[Object position labeling entries]
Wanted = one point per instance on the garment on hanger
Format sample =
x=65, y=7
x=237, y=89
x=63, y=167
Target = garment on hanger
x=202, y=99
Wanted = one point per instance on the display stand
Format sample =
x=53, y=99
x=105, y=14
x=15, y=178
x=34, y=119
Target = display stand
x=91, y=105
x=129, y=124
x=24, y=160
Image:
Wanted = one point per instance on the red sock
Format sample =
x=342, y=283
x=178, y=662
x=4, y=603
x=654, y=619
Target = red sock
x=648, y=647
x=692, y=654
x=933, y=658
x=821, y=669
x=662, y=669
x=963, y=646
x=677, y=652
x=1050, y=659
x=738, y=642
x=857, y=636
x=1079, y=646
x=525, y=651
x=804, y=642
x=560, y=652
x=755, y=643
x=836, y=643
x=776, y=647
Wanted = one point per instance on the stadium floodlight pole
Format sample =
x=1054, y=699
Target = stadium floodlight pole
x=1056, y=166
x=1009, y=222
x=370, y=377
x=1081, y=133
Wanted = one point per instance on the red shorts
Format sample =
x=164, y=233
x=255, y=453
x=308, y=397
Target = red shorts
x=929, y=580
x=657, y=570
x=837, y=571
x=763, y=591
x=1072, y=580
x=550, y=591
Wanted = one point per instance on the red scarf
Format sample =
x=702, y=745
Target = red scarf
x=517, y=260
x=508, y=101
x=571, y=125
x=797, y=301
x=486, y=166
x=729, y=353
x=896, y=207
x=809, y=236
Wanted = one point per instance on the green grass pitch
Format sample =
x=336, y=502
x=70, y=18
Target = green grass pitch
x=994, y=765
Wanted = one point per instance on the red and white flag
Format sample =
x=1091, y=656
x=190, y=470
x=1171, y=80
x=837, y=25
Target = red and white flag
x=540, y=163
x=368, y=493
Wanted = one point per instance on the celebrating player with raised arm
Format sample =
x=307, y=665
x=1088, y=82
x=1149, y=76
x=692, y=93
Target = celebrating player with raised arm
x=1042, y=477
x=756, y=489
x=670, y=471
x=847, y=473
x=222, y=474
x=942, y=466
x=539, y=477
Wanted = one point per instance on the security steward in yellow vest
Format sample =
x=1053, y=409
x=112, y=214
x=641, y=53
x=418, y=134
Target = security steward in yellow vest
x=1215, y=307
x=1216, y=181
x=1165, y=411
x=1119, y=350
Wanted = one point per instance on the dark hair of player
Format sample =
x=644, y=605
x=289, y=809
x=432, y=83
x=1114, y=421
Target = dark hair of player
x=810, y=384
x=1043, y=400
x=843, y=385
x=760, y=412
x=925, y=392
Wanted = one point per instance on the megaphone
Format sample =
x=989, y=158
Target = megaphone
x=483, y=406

• _Problem to work on_: Recast all the lines of the items above as one numbered list, leaving out any blank lines.

• _Reply to the task_:
1. Wanted = one point per instance on the garment on hanger
2. Format sample =
3. x=65, y=7
4. x=237, y=89
5. x=63, y=167
6. Target = garment on hanger
7. x=202, y=99
8. Wanted = one point per instance on the display stand
9. Format sample =
10. x=53, y=99
11. x=105, y=14
12. x=15, y=178
13. x=34, y=119
14. Target = display stand
15. x=91, y=105
16. x=129, y=124
17. x=24, y=160
18. Image:
19. Wanted = one point per instance on the red sock
20. Format sample =
21. x=342, y=283
22. x=178, y=662
23. x=4, y=603
24. x=654, y=619
25. Target = red sock
26. x=648, y=647
27. x=692, y=654
28. x=933, y=658
29. x=821, y=669
30. x=662, y=669
31. x=963, y=646
32. x=677, y=652
33. x=1050, y=659
34. x=738, y=642
35. x=857, y=636
36. x=1079, y=646
37. x=525, y=651
38. x=804, y=642
39. x=560, y=652
40. x=755, y=643
41. x=836, y=643
42. x=776, y=647
43. Wanted = one point per instance on the stadium floodlight pole
44. Format sample =
45. x=1054, y=699
46. Target = stadium floodlight pole
47. x=1056, y=166
48. x=1009, y=222
49. x=370, y=377
50. x=1081, y=133
51. Wanted = one point per instance on the red shorts
52. Format sample =
53. x=164, y=233
54. x=255, y=453
55. x=308, y=397
56. Target = red shorts
57. x=929, y=580
58. x=657, y=570
59. x=837, y=571
60. x=763, y=591
61. x=1072, y=580
62. x=550, y=591
63. Wanted = one point per instance on the red scarf
64. Format sample =
65. x=702, y=745
66. Target = red scarf
67. x=517, y=260
68. x=508, y=101
69. x=571, y=125
70. x=797, y=301
71. x=486, y=166
72. x=729, y=353
73. x=896, y=207
74. x=809, y=236
75. Wanted = one point per instance on the green grass pitch
76. Format sample =
77. x=336, y=502
78. x=70, y=18
79. Target = green grass pitch
80. x=994, y=765
81. Wanted = one point per instance on the red and white flag
82. Format sample =
83. x=1091, y=656
84. x=190, y=470
85. x=1171, y=80
86. x=837, y=25
87. Target = red and white flag
88. x=540, y=163
89. x=368, y=493
90. Wanted = one point per instance on the celebrating player with raised arm
91. Format sample =
92. x=307, y=665
93. x=1088, y=82
94. x=1149, y=76
95. x=692, y=93
96. Target = celebrating player with raised arm
97. x=1042, y=477
98. x=756, y=489
99. x=670, y=471
100. x=847, y=473
101. x=222, y=474
102. x=942, y=466
103. x=539, y=477
104. Wanted = one point per instance on the security steward in yellow vest
105. Format sample =
106. x=1053, y=409
107. x=112, y=214
108. x=641, y=53
109. x=418, y=134
110. Target = security steward in yellow vest
111. x=1215, y=307
112. x=1216, y=181
113. x=1165, y=411
114. x=1119, y=350
115. Wanted = one point per instance on the dark hair of player
116. Format sample =
117. x=644, y=605
118. x=289, y=809
119. x=432, y=83
120. x=1114, y=421
121. Target = dark hair of player
122. x=810, y=384
123. x=1043, y=400
124. x=843, y=385
125. x=760, y=412
126. x=925, y=392
127. Wanted = one point per instance on the megaphone
128. Format sample =
129. x=989, y=158
130. Target = megaphone
131. x=483, y=406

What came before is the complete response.